Extract to read:

--------------------------------

Analyst Coverage: Philip Howard and Daniel Howard
Hitachi Vantara is a wholly owned subsidiary of Hitachi Ltd, the Japanese multinational founded in 1910. Hitachi Vantara was formed in September 2017 by merging Hitachi Data Systems, Hitachi Insight Group and Pentaho (a previous acquisition). In January 2020, Hitachi Vantara integrated with Hitachi Consulting and began operating two distinct business units: digital infrastructure and digital solutions. The company has more than 10,000 employees and is headquartered in Santa Clara, California, but has operations in over 45 countries worldwide.
Hitachi Vantara Lumada
Last Updated: 3rd March 2021
The Lumada DataOps Suite from Hitachi Vantara has five components, as illustrated in Figure 1. Also available from the company is Pentaho Enterprise Edition (currently in version 9.1) and some of the capability offered by Lumada is based on leveraging Pentaho’s (open source) technology. This is especially true of the Data Integration and Enterprise Analytics components shown in this diagram. It is less true of the other elements of the Suite, particularly the Data Catalog (based on the acquisition of Waterline Data). While this has not yet been fully integrated with Pentaho, substantial elements of this integration (for example, registering objects into the catalogue from Pentaho and writing metadata, as well as reading capabilities) are already in place.

--------------------------------

Task requirements:
- a) According to the Hitachi Vantara page, when was Hitachi Vantara formed?
- b) Quote the stretch of the Hitachi Vantara page from "Analyst Coverage: Philip" through "45 countries worldwide.".
The rows after the Hitachi Vantara page are separate material.

--------------------------------

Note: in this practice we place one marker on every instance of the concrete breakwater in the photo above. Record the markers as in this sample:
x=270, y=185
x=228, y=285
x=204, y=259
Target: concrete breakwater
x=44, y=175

--------------------------------

Answers provided:
- a) September 2017.

- b)
Analyst Coverage: Philip Howard and Daniel Howard
Hitachi Vantara is a wholly owned subsidiary of Hitachi Ltd, the Japanese multinational founded in 1910. Hitachi Vantara was formed in September 2017 by merging Hitachi Data Systems, Hitachi Insight Group and Pentaho (a previous acquisition). In January 2020, Hitachi Vantara integrated with Hitachi Consulting and began operating two distinct business units: digital infrastructure and digital solutions. The company has more than 10,000 employees and is headquartered in Santa Clara, California, but has operations in over 45 countries worldwide.